START SOURCE EXTRACT
Re: [MarkLogic Dev General] Viewing Documents with WebDAV

Tim Meagher Fri, 17 Jun 2011 11:07:59 -0700

Hi Danny,


I think that last-modified is enabled by default.  I haven't tried to
disable it to improve performance, but I can't say I have a good feel for
all of the ramifications for doing so.

 

Regardless of the state of last-modified, I understand the problem of
browsing a huge directory in a file system.  My MarkLogic applications are a
port from a file system-based application in which I hierarchically
organized the content for faster access and to avoid pushing the limits of
the number of files in a directory.  For the port I created hierarchical
directory URIs especially so that I can use WebDAV and as a result I can use
oXygen and a variety of other WebDAV clients to simply read and post content
(but I won't use it for moving or renaming content).  I don't see any
noticeable delays using WebDAV to access documents and sub-directory URIs.
END SOURCE EXTRACT
START RECORD EXCERPTS
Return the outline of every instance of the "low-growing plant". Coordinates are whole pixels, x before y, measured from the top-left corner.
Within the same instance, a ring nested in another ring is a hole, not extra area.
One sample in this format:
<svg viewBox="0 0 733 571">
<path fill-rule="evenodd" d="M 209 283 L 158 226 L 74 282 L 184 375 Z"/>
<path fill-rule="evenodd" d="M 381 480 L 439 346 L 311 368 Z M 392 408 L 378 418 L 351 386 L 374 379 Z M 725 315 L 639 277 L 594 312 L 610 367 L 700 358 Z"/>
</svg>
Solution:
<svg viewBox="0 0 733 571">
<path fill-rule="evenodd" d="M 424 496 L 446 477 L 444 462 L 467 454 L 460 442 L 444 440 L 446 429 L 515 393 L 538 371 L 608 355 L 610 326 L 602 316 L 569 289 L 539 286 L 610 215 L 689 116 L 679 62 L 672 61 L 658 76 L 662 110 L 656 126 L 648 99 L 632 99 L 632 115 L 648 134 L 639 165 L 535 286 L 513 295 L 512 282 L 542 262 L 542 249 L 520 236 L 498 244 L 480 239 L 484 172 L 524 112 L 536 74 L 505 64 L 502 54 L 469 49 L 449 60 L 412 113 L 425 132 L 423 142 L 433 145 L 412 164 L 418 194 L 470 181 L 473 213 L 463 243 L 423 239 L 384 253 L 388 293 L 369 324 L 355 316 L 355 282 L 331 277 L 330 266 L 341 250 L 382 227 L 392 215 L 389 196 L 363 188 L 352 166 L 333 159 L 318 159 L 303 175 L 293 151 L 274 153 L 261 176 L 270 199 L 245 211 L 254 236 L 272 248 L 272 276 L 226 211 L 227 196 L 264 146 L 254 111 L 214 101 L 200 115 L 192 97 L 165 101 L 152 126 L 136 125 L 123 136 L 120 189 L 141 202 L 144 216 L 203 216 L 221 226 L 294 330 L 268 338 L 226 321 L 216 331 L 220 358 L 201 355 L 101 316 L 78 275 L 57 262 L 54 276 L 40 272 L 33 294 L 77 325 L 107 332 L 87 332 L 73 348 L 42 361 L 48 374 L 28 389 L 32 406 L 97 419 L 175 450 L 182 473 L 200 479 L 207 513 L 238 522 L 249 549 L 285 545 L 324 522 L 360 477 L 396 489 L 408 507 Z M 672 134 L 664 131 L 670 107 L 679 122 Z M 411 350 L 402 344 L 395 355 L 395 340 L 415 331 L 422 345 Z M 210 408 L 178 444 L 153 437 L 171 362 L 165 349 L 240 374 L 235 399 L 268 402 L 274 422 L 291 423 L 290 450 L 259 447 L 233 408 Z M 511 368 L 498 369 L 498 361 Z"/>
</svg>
END RECORD EXCERPTS
• **EXERCISE DESCRIPTION**: Summarize the reply about viewing documents with WebDAV in two sentences.

• **IN RESPONSE**: Tim Meagher believes last-modified is enabled by default and has not tried disabling it to improve performance, being unsure of all the ramifications. Having ported a file system-based application to MarkLogic, Meagher created hierarchical directory URIs in order to use WebDAV clients such as oXygen to read and post content, and sees no noticeable delays accessing documents and sub-directory URIs that way.